* _Action item_
Everything from the line with "Target: blurred grass background" to the end of the material is to be retyped exactly, both ends included, and nothing else.

* _Dataset extract_
◇ ◇ ◇ ◇
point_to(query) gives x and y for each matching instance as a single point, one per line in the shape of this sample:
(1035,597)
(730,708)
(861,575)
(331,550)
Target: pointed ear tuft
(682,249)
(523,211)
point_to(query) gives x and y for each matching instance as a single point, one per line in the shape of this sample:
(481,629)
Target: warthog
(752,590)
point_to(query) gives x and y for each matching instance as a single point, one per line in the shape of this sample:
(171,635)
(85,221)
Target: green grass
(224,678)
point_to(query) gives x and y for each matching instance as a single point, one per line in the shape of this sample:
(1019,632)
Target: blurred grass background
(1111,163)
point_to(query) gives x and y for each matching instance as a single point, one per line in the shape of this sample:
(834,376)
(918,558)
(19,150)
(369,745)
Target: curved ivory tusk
◇ ◇ ◇ ◇
* _Your solution_
Target: blurred grass background
(1111,163)
point_to(query) gives x and y for each matching instance as a single point, one per line in the shape of this sample:
(834,376)
(918,558)
(19,150)
(369,745)
Target: curved ivory tusk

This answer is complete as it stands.